Objective: Transcribe the entries below line for line, without any change, but omit the pictures from your answer.

==== Available records ====

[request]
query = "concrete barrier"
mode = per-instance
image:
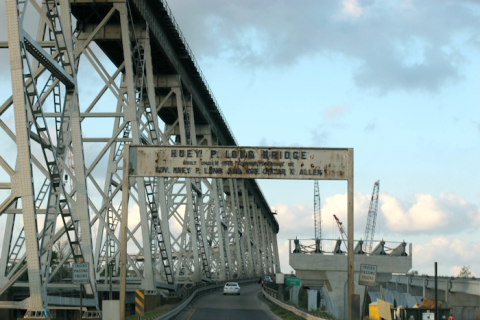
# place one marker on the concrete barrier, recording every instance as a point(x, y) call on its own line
point(288, 307)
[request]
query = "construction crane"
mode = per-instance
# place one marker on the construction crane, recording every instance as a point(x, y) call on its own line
point(372, 218)
point(317, 218)
point(343, 233)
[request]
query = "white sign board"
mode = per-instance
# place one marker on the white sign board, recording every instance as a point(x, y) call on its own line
point(368, 275)
point(428, 316)
point(80, 273)
point(239, 162)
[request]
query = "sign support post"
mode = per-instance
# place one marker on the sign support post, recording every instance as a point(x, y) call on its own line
point(350, 274)
point(123, 230)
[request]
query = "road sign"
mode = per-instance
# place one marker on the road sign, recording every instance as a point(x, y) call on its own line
point(139, 303)
point(368, 275)
point(239, 162)
point(290, 281)
point(428, 316)
point(80, 273)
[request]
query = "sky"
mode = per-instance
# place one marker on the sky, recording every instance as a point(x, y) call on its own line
point(395, 80)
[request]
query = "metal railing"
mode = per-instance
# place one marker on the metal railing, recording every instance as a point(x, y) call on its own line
point(197, 66)
point(338, 246)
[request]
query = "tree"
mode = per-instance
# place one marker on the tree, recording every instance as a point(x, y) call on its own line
point(465, 272)
point(60, 251)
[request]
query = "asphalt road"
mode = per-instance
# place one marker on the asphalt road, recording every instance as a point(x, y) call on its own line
point(247, 306)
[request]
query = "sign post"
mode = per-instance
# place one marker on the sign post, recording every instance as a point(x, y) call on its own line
point(236, 163)
point(81, 277)
point(139, 303)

====

Task answer:
[request]
query = "concrete barrier"
mode = per-instance
image:
# place one marker on the concrete barrier, recording every instance as a point(x, y) call on its own line
point(288, 307)
[request]
query = "construction crane"
mode = per-instance
# place one marker on the construction crane, recording every instance as a point(x, y) call on its own line
point(372, 218)
point(317, 218)
point(343, 233)
[request]
query = "white sign board"
mode = per-instance
# place one marker on the white sign board, recording every instance as a point(x, y) call on its own line
point(368, 275)
point(428, 316)
point(80, 273)
point(239, 162)
[request]
query = "sign support post"
mode = per-instance
# place one marker on the sign support post, recording every instance as a point(x, y) call on its own line
point(350, 274)
point(123, 230)
[request]
query = "road sign"
mode = per-instance
# place one marker on the road sign, recording every instance as a point(x, y) call on its own line
point(139, 303)
point(368, 275)
point(239, 162)
point(290, 281)
point(428, 316)
point(80, 273)
[request]
query = "sky"
mode = per-instance
# place one marker on the sky, recording every instance as a point(x, y) call on its own line
point(395, 80)
[request]
query = "metal railing"
mode = per-instance
# place one marker on the metal railing, recording every instance as a point(x, y) call on its own line
point(197, 66)
point(338, 246)
[request]
query = "tree"
mode = per-instance
# place one marker on the tree, recording every instance as a point(x, y) call on its own line
point(465, 272)
point(60, 251)
[request]
query = "asphalt road"
mode = per-instance
# place one marker on the asphalt road, recording every instance as a point(x, y) call on its own line
point(247, 306)
[request]
query = "sign post"
mode = per-instance
# place one marker on the sign post, recording every instance as a point(x, y) call on its own line
point(236, 163)
point(81, 277)
point(139, 303)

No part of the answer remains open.